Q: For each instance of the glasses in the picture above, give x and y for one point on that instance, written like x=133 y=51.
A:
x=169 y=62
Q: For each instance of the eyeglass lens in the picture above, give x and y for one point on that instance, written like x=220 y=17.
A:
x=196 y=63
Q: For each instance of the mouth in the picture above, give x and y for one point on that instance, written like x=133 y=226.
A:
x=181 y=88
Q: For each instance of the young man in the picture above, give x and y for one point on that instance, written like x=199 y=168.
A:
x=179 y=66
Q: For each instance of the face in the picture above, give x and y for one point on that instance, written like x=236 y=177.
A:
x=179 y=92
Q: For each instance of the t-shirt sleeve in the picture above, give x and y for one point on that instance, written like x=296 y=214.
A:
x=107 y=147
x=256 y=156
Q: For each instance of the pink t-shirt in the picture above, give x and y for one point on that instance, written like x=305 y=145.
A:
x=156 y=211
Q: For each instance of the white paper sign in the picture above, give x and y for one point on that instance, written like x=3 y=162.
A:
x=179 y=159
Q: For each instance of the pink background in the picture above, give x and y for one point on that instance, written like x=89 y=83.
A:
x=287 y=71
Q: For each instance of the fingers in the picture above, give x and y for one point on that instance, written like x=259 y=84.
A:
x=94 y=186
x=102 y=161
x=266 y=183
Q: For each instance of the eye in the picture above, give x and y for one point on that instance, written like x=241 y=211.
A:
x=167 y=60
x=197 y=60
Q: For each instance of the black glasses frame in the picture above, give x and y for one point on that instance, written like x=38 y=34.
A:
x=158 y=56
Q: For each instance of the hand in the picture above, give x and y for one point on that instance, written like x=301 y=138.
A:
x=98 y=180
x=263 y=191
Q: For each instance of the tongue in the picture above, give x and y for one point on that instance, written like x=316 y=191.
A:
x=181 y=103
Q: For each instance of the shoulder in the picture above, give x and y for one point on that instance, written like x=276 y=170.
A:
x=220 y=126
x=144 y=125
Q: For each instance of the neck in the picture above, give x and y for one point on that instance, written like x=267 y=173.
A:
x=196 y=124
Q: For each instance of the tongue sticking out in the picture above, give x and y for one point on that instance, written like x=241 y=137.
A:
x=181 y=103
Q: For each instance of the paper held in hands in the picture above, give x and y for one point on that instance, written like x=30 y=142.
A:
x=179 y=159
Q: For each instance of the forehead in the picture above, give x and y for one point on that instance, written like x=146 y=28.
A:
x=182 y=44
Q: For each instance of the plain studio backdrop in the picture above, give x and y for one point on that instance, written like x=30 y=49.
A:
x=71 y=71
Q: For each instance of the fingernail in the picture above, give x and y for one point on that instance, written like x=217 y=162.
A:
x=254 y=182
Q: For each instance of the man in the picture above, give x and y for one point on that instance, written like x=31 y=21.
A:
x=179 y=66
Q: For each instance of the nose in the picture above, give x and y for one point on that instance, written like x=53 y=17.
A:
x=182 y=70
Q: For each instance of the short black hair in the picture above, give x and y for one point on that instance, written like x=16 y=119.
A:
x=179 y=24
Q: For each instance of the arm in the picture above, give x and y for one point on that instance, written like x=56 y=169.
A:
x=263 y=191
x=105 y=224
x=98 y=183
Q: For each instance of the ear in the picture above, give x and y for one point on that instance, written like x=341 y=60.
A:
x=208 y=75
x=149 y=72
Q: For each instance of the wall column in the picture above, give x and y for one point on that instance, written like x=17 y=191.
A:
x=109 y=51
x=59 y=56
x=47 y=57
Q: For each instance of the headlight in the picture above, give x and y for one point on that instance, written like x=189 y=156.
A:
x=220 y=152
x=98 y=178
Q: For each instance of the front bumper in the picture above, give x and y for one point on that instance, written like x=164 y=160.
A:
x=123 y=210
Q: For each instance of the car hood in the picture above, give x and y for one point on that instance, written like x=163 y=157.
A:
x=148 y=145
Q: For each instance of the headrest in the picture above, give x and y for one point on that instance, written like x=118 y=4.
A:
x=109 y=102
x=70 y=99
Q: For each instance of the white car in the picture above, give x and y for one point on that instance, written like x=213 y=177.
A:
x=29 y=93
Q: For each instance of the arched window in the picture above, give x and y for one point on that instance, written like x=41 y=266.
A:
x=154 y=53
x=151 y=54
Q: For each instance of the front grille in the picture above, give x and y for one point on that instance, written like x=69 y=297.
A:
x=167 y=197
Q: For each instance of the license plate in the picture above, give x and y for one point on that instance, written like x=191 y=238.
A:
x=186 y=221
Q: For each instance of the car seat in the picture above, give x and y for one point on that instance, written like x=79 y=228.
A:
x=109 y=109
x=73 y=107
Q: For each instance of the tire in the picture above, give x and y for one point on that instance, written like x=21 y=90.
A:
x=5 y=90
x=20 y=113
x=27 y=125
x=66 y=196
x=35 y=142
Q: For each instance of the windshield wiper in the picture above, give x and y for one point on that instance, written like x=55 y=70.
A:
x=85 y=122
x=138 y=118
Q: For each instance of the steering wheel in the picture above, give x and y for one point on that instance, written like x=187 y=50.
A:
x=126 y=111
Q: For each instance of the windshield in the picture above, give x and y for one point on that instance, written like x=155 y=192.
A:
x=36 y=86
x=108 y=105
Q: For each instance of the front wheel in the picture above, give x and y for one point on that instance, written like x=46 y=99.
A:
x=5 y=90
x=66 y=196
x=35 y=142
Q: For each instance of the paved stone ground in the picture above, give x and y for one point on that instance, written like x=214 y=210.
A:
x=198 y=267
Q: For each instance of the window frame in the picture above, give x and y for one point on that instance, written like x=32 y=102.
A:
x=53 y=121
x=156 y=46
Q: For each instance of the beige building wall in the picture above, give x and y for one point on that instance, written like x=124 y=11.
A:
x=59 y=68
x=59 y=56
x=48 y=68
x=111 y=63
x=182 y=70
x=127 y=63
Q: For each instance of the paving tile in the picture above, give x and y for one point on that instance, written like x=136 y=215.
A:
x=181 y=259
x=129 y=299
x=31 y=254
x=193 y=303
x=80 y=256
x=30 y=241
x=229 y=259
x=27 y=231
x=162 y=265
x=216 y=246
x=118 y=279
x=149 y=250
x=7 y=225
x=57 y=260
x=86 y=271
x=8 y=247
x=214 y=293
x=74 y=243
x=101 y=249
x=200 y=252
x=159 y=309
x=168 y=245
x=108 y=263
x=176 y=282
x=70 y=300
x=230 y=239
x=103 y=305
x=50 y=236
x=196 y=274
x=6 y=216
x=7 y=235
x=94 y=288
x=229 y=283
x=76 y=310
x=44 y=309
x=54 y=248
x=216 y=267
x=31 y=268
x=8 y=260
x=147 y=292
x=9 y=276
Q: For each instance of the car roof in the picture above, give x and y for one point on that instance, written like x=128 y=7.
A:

TASK REQUIREMENTS
Type the records again in full, matching them exactly.

RESULT OF THIS EXERCISE
Q: For each instance of the glasses in the picture above, give x and y for one point on that instance, written like x=133 y=51.
A:
x=169 y=62
Q: For each instance of the eyeglass lens in the picture above, give x and y for one point on that instance, written like x=220 y=17.
A:
x=196 y=63
Q: For each instance of the mouth in the picture above, give x and y for one point on that instance, written like x=133 y=226.
A:
x=181 y=88
Q: For each instance of the young man in the picture above, give x and y for one point on that instance, written like x=199 y=168.
A:
x=179 y=66
Q: For each instance of the face in the picture above, give x and y for one point on that instance, written like x=236 y=177.
A:
x=179 y=92
Q: For each instance of the t-shirt sleeve in the picture above, give x and y for one point on that instance, written like x=296 y=214.
A:
x=107 y=147
x=256 y=156
Q: For each instance of the pink t-shirt in the picture above, give x and y for one point on that instance, written like x=305 y=145.
A:
x=156 y=211
Q: For each instance of the white paper sign in the picture above, give x and y for one point on that instance, written like x=3 y=162.
A:
x=179 y=159
Q: For each instance of the pink background in the picture above, give x and y for one point on that instance, written like x=89 y=83.
A:
x=287 y=71
Q: For each instance of the fingers in the picture above, give x and y for one point on that instance, written like x=259 y=84.
A:
x=94 y=186
x=102 y=161
x=266 y=183
Q: For each instance of the eye in the picture above, give x and y for one point on that instance, written like x=241 y=211.
A:
x=167 y=60
x=197 y=60
Q: For each instance of the black glasses frame in the picture above, give x and y for one point on that instance, written like x=38 y=34.
A:
x=158 y=56
Q: For each instance of the hand in the picture above, give x and y for one point on that instance, written like x=301 y=138.
A:
x=98 y=180
x=263 y=191
Q: For each instance of the tongue in the picture above, give x and y for one point on that instance, written like x=316 y=191.
A:
x=181 y=103
Q: For each instance of the shoulder in the picture above, give x and y for one point on that instance, written like x=276 y=170.
A:
x=220 y=126
x=144 y=125
Q: For each instance of the neck in the picture above, give x and y for one point on that instance, written like x=267 y=173.
A:
x=196 y=124
Q: For each instance of the tongue sticking out in the picture above, give x and y for one point on that instance, written like x=241 y=137.
A:
x=181 y=103
Q: For each instance of the paper held in hands in the picture above, give x and y for one point on that instance, written like x=30 y=142.
A:
x=179 y=159
Q: For each instance of the forehead in the picture above, give x and y for one point on that instance, written like x=146 y=28.
A:
x=182 y=44
Q: For each instance of the plain studio backdrop in the picture above, give x and y for one point on that instance, written like x=30 y=49.
A:
x=71 y=71
Q: For each instance of the fingernail in the picture above, give x and y for one point on that instance, written like x=217 y=162.
A:
x=254 y=182
Q: For each instance of the man in the picture above, give x and y for one point on that instance, written like x=31 y=21.
A:
x=179 y=66
Q: For each instance of the nose in the picture above, give x and y for one point on that instance, written like x=53 y=17.
A:
x=182 y=70
Q: For each instance of the short black hair in the picture above, give x and y for one point on that instance, written like x=16 y=119.
A:
x=179 y=24
Q: For each instance of the arm in the picture above, give x and y for one point on that instance, written like x=56 y=169.
A:
x=263 y=191
x=105 y=224
x=98 y=183
Q: For each instance of the ear in the picture above, give x and y for one point on that instance, written like x=341 y=60.
A:
x=208 y=75
x=149 y=72
Q: For each instance of the wall column in the picture above, give x and y for one point on that instance, written like x=17 y=191.
A:
x=109 y=51
x=59 y=56
x=47 y=57
Q: For each instance of the headlight in the picture above, give x and y for one point on that instance, written like x=189 y=156.
A:
x=220 y=152
x=98 y=178
Q: For each instance of the front bumper in the picture above, give x and y for one point on that instance, written like x=164 y=160.
A:
x=123 y=210
Q: For each instance of the car hood in the picture above, give x and y for one point on that instance, written like x=163 y=157.
A:
x=148 y=145
Q: For each instance of the headrest in the picture above, give x and y for one point on that instance, written like x=118 y=4.
A:
x=109 y=102
x=70 y=99
Q: For each instance of the white car in the picture above, give x and y for one point on that instance, written like x=213 y=177.
A:
x=29 y=93
Q: For each instance of the arched window in the picture above, give x and y for one point on that instance, written like x=41 y=266.
A:
x=154 y=53
x=151 y=54
Q: For each instance of the front grille in the picture above, give x and y for one point on that instance, written like x=69 y=297.
A:
x=167 y=197
Q: For each instance of the license plate in the picture above, give x and y for one point on that instance, written like x=191 y=238.
A:
x=186 y=221
Q: For each instance of the car seat in the picture above, give x and y for one point on that instance, written like x=79 y=228.
A:
x=109 y=109
x=73 y=107
Q: For each instance of the tire in the picture above, give x and y for one point on that instance, written like x=21 y=90.
A:
x=5 y=90
x=20 y=113
x=27 y=125
x=66 y=196
x=35 y=142
Q: For each instance of the windshield wiper in the picture above, give x and y for one point on that instance, written like x=55 y=70.
A:
x=85 y=122
x=138 y=118
Q: For each instance of the steering wheel in the picture above, give x and y for one point on that instance, written like x=187 y=50.
A:
x=126 y=111
Q: For each instance of the windshield in the picture above, give x and y for one point on that instance, written like x=155 y=192.
A:
x=36 y=86
x=108 y=105
Q: For each instance of the front wheel in the picture above, give x and y for one point on that instance, written like x=46 y=99.
A:
x=5 y=90
x=66 y=196
x=35 y=142
Q: For each instance of the paved stone ground in the picture above, give x and y for one point on that instance, written like x=214 y=210.
A:
x=198 y=267
Q: For each instance of the window frame in the picture above, give x and y for one point on that instance, written like x=32 y=102.
A:
x=53 y=121
x=156 y=46
Q: For each instance of the beige building wall in the picture above, give x and y for one point on that instance, written like x=124 y=11.
A:
x=59 y=68
x=59 y=56
x=48 y=68
x=111 y=63
x=182 y=70
x=127 y=63
Q: For each instance of the paving tile in the picture above, give x and y for one point on that instance, written like x=136 y=215.
A:
x=181 y=259
x=129 y=299
x=31 y=254
x=193 y=303
x=80 y=256
x=30 y=241
x=229 y=259
x=27 y=231
x=162 y=265
x=216 y=246
x=118 y=279
x=149 y=250
x=7 y=225
x=57 y=260
x=86 y=271
x=8 y=247
x=214 y=293
x=74 y=243
x=101 y=249
x=200 y=252
x=159 y=309
x=168 y=245
x=108 y=263
x=176 y=282
x=70 y=300
x=230 y=239
x=103 y=305
x=50 y=236
x=196 y=274
x=6 y=216
x=7 y=235
x=94 y=288
x=229 y=283
x=76 y=310
x=44 y=309
x=54 y=248
x=216 y=267
x=31 y=268
x=8 y=260
x=147 y=292
x=9 y=276
Q: For each instance of the car roof in the picture above, give x and y for one point on that instance, written like x=128 y=7.
A:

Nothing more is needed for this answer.